Every now and then, something will shake up the very foundation of the audiobook world. Recently, it has been the news from a publisher that they are developing AI voices for audiobooks. Understandably, audiobook narrators were shocked and appalled because their very livelihood is being threatened by a company many have worked with.
But what do audiobook listeners and fans think?
I asked in my Facebook group and got a lot of very interesting feedback. Below, you will find the arguments for and against AI audiobook voices from the point of view of avid audiobook fans. But first…
**The marked links and book covers on this page are affiliate links. If you use them to purchase something, I earn a fee at no additional cost for you. Disclosure**
What are AI Audiobook Voices?
Well, it is basically a (more or less) advanced form of text-to-speech. Instead of having an app read an ebook to you, you are supposed to buy these audiobooks individually though. Their big advantage for publishers is that they save the cost on an actual human voice actor. And AI audiobooks are faster to produce. There is still editing and post-production happening though. And the AI voices are based on human voice actors. So, the cost isn’t actually that much lower. But we will get back to this topic later.
AI voices should be able to read the emotions in a scene from the context and adjust their narration accordingly. That’s where artificial intelligence comes in. The goal of AI voice developers is to have them be indistinguishable from human narrators and they claim to already be there.
Concerns in regard to AI Voices for Audiobooks
Many common points of criticism we audiobook fans have when it comes to certain human narrators (e.g. because they aren’t experienced yet or don’t have enough training) translate into concerns about AI voices for audiobooks. Is it easy to keep different characters apart during dialogue? Can the listener recognize what a character is thinking versus what they are saying out loud? Are inflection and pronunciation right? Does the narrator transport the emotions in a scene and draw us into the story?

→ Collected data:

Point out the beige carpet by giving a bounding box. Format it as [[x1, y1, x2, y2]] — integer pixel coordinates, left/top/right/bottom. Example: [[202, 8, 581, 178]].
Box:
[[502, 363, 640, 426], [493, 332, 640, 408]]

→ Written task 1: Recast the paragraph beginning "Well, it is basically a (more or less) advanced form" from the AI audiobook voices article as a short bulleted list that keeps its main facts.
→ Written task 2: Extend the AI audiobook voices article from the point where it stops, in the same voice.
None of the data here is needed for this work.

→ Written response 1:
- AI audiobook voices are a more or less advanced form of text-to-speech.
- Unlike having an app read an ebook aloud, these audiobooks are meant to be bought individually.
- Publishers save the cost of a human voice actor.
- AI audiobooks are faster to produce.
- Editing and post-production still take place.
- The AI voices are based on human voice actors, so the cost isn't much lower.

→ Written response 2:
Many people who only consume their books in audio format (be it because of a disability or circumstance) have experience with text-to-speech apps. Sometimes an ebook doesn’t have an audio version and if we really want to read that story, text-to-speech might do in a pinch.
AI voices for audiobooks fall on a scale between experienced voice actors on the one side and text-to-speech on the other. When you think of a Fiction novel with lots of dialogue and many emotions, a narrator uses a range of inflections and different voices to transport what is happening in the story. That makes it easier for listeners to follow, they can tell right away who is talking or thinking something and how the characters are feeling. Text-to-speech can’t do that at all.
And AI voices are not there yet either (I listened to the DeepZen samples and… yeah… this might “astound” people who never listen to audiobooks, but to audio fans who listen to narrators every day these samples just sound robotic). While the AI can recognize emotions from the context and change pitch, it isn’t remotely comparable to what human voice actors do (just for fun, check out these samples by Joel Leslie). AI falls flat when listeners expect to be pulled into a story.
If you have ever listened to an audiobook read by a narrator who just reads the words and doesn’t do voices, you might know how difficult it is to follow a Fiction book or a memoir if there isn’t any acting and if the reader doesn’t bring out the emotions in a story!
However, AI voices might work out decently for Nonfiction and textbooks, which don’t require a lot of emoting. But why would we pay for that instead of just using a text-to-speech app in the first place?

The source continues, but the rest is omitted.